• Stated exercise
Give back the full listing verbatim, apart from its images.

§ §

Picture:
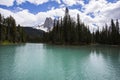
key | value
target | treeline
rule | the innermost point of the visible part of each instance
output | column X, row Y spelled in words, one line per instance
column 109, row 34
column 68, row 31
column 9, row 31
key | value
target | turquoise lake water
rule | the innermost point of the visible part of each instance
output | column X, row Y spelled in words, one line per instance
column 52, row 62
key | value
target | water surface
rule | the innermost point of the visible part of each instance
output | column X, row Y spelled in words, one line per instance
column 50, row 62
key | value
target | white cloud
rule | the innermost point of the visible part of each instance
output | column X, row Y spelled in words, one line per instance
column 73, row 2
column 36, row 2
column 6, row 2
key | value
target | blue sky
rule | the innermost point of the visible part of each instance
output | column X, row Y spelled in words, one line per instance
column 34, row 12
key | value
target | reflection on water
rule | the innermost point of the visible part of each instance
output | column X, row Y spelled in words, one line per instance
column 48, row 62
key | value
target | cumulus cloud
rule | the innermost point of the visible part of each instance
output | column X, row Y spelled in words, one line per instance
column 6, row 2
column 37, row 2
column 73, row 2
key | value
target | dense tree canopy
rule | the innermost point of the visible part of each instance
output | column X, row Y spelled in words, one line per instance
column 9, row 31
column 67, row 31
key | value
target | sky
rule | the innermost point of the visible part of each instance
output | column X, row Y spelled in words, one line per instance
column 34, row 12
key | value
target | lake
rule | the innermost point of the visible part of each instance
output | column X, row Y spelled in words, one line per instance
column 53, row 62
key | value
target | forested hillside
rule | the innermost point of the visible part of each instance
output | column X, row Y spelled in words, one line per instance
column 68, row 31
column 10, row 32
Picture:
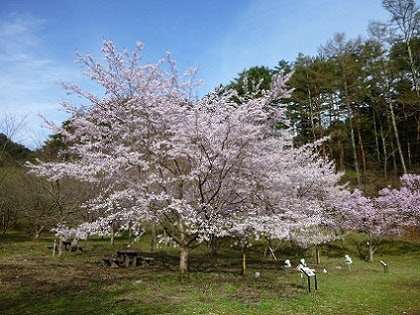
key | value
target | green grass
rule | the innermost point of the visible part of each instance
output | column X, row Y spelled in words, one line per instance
column 34, row 282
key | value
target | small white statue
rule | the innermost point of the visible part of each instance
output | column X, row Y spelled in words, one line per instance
column 348, row 261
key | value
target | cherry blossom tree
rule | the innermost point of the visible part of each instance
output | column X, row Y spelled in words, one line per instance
column 403, row 202
column 192, row 166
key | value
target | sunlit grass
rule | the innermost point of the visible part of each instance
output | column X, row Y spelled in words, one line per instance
column 34, row 282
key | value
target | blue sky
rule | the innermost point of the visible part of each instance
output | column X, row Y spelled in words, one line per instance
column 38, row 40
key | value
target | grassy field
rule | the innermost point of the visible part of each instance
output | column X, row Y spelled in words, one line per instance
column 34, row 282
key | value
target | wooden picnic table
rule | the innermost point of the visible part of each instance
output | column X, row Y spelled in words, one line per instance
column 128, row 256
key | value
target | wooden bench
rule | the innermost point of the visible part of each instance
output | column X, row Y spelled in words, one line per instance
column 111, row 262
column 143, row 261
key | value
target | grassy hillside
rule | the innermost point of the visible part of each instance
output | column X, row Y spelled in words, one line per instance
column 34, row 282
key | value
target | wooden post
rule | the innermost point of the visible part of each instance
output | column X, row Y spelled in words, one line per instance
column 54, row 247
column 317, row 255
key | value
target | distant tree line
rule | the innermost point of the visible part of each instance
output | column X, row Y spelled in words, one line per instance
column 362, row 93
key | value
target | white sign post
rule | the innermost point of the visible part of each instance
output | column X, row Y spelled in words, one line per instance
column 384, row 265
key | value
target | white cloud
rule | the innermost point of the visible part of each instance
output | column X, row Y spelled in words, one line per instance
column 29, row 74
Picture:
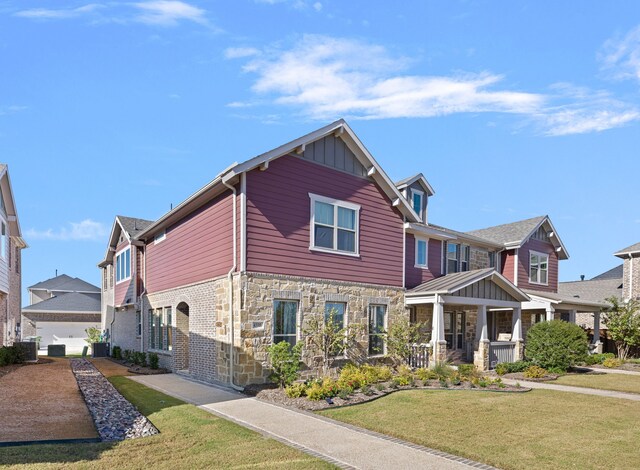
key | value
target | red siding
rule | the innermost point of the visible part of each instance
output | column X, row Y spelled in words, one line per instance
column 278, row 215
column 197, row 248
column 416, row 276
column 523, row 266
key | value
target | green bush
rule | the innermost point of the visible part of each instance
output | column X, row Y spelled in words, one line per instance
column 534, row 372
column 612, row 362
column 556, row 344
column 594, row 359
column 153, row 361
column 285, row 362
column 295, row 390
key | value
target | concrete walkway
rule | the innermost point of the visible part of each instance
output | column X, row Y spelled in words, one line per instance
column 343, row 445
column 581, row 390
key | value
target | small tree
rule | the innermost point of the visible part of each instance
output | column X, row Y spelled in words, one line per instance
column 623, row 321
column 330, row 337
column 400, row 336
column 285, row 362
column 556, row 344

§ §

• Response for this exercise
Picture:
key | value
target | treeline
rule | the innermost point of the visible part of each instance
output | column X, row Y spelled in words, one line per instance
column 109, row 34
column 68, row 31
column 9, row 31
key | value
target | turquoise lake water
rule | the innermost point of the visible part of each instance
output | column X, row Y spelled in words, one line per instance
column 52, row 62
key | value
target | water surface
rule | the innermost point of the visible part of each instance
output | column X, row Y spelled in words, one line per instance
column 50, row 62
key | value
target | white cloud
rule | the innermost point of the visible part of each instance
output | column X, row Y spelled in words, one line per instance
column 73, row 2
column 36, row 2
column 6, row 2
key | value
target | blue sky
rule | the innermost point of the visible part of each instance
output | column X, row Y spelled in words, one line per instance
column 34, row 12
key | value
target | reflection on water
rule | the innermost point of the visible part of each instance
output | column X, row Y spelled in words, one line per instance
column 48, row 62
key | value
target | cumulus cloud
rule | the innermost point of the visible part of each instance
output | column X, row Y spelled in words, one line per instance
column 6, row 2
column 37, row 2
column 73, row 2
key | value
target | dense tree canopy
rule | the innermost point of the visible part of each instance
output | column X, row Y spelled in words, one line per instance
column 9, row 31
column 67, row 31
key | value
target | sky
rule | the innermost point of the visible part of each instance
output | column X, row Y spelled in words, one line per instance
column 34, row 12
key | value
target | lake
rule | the innermost point of the visible part of each instance
output | column X, row Y spelled in words, one line per instance
column 53, row 62
key | value
target | forested hillside
rule | the innermost point of the visible part of each instance
output | column X, row Y spelled in words, one line per instance
column 68, row 31
column 10, row 32
Picture:
key | value
target | green grass
rule | the innermost point of the visible part of each instance
output | column X, row Y spelled in words, one line per instance
column 34, row 282
key | value
target | small white statue
rule | the innermost point of the visible part of each instance
output | column X, row Y spelled in words, one line per instance
column 348, row 261
key | value
target | cherry blossom tree
rule | the innermost point of the visible part of each instance
output | column X, row Y spelled in words, one line per instance
column 403, row 202
column 192, row 166
key | value
target | sunlit grass
rule | the innermost point of the visible part of each instance
output | column X, row Y spelled in words, one line per instance
column 34, row 282
key | value
target | blue sky
rule | the innermost point of the visible part of each instance
output | column X, row Y spelled in words, one line per instance
column 38, row 40
key | value
target | grassy field
rule | the innermost point of the visible part of each instance
output | column X, row Y spelled in words, one line per instance
column 34, row 282
key | value
target | wooden picnic table
rule | the innermost point of the visible part of each instance
output | column X, row Y spelled in words, one line per instance
column 128, row 256
key | value
target | wooden bench
rule | the innermost point of the visible part of each instance
output | column X, row Y spelled in words, one line per instance
column 111, row 262
column 143, row 261
key | value
target | grassy hillside
rule | the innermost point of the visible part of each instance
output | column X, row Y spelled in words, one line per instance
column 34, row 282
key | value
target | wooden post
rule | the innermost point of the visible part of each instance
output | column X, row Y spelled in words, one line per instance
column 54, row 247
column 317, row 255
key | value
target | distant tree line
rule | the innermost point of the visible part of each instance
output | column X, row Y spelled in words, one line per instance
column 362, row 93
key | value
target | white sign post
rule | the innermost point of the visible part of each instance
output | column X, row Y spelled in words, one line per instance
column 384, row 265
key | value
target | white cloud
rule | the innermost point of the visible part of each instance
output | column X, row Y spelled in words, one line per instance
column 29, row 74
Picture:
key | value
target | red siding
rule | the innermost point of the visible part of each instance
output | column X, row Y spelled in words, one line per instance
column 278, row 215
column 197, row 248
column 416, row 276
column 523, row 266
key | value
target | green bush
rule | the innermost point of the visible part of each instance
output | column X, row Y spelled in words, one line per instance
column 534, row 372
column 612, row 362
column 556, row 344
column 594, row 359
column 153, row 361
column 285, row 362
column 295, row 390
key | value
target | concrete walkway
rule | the innermost point of the visible part of each instance
output | column X, row Y spelled in words, one line per instance
column 343, row 445
column 581, row 390
key | value
target | small tree
rule | the innermost point of the visible part of each instance
output | column X, row Y spelled in words, one line per instance
column 623, row 321
column 330, row 337
column 400, row 336
column 285, row 362
column 556, row 344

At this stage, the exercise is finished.